_What this task involves_.
Below are records; write all of them out exactly.

(Records drawn from a dataset)
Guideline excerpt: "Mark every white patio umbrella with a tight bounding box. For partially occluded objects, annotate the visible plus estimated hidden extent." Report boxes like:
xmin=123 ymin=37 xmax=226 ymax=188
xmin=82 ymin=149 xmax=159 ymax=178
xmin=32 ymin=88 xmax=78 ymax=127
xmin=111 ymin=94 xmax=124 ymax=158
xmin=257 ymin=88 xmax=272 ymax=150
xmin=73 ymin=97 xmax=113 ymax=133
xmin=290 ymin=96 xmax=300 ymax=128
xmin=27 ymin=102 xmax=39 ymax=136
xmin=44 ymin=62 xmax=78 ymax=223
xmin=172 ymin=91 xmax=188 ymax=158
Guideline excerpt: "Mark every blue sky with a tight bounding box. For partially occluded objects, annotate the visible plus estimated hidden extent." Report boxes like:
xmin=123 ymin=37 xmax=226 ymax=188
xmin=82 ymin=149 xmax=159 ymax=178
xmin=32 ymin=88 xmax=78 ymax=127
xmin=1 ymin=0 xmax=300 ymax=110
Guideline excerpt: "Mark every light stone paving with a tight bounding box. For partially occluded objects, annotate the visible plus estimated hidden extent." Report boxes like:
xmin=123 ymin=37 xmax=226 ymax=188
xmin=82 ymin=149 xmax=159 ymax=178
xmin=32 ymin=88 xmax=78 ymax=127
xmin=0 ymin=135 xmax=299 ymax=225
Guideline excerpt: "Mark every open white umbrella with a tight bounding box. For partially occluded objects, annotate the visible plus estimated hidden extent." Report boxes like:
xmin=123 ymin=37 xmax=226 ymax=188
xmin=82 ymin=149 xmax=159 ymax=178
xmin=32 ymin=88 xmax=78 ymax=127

_Task solution_.
Guideline excerpt: "Mark every white patio umbrella with a tight bounding box. For partially occluded objects, annotate the visible plus estimated hidden extent." Report boxes like:
xmin=123 ymin=37 xmax=226 ymax=188
xmin=82 ymin=149 xmax=159 ymax=178
xmin=32 ymin=88 xmax=78 ymax=127
xmin=111 ymin=94 xmax=124 ymax=158
xmin=257 ymin=88 xmax=272 ymax=150
xmin=73 ymin=97 xmax=113 ymax=133
xmin=290 ymin=96 xmax=300 ymax=128
xmin=27 ymin=102 xmax=39 ymax=136
xmin=44 ymin=62 xmax=78 ymax=223
xmin=172 ymin=91 xmax=188 ymax=158
Guideline excerpt: "Mark every blue sky with a tight bounding box. For partially occluded objects, annotate the visible plus estimated hidden extent." Report boxes like:
xmin=123 ymin=37 xmax=226 ymax=188
xmin=82 ymin=149 xmax=159 ymax=178
xmin=32 ymin=88 xmax=78 ymax=127
xmin=1 ymin=0 xmax=300 ymax=110
Guideline excerpt: "Mark every light stone paving with a tight bounding box. For partially occluded objects, annotate the visible plus estimated hidden extent." Report boxes like:
xmin=123 ymin=37 xmax=226 ymax=188
xmin=82 ymin=149 xmax=159 ymax=178
xmin=32 ymin=88 xmax=78 ymax=127
xmin=0 ymin=135 xmax=299 ymax=225
Guideline excerpt: "Mark every open white umbrella with a tight bounding box. For partially occluded objects, annotate the visible plus estimated hidden extent." Report boxes like:
xmin=123 ymin=37 xmax=226 ymax=188
xmin=82 ymin=149 xmax=159 ymax=178
xmin=32 ymin=88 xmax=78 ymax=127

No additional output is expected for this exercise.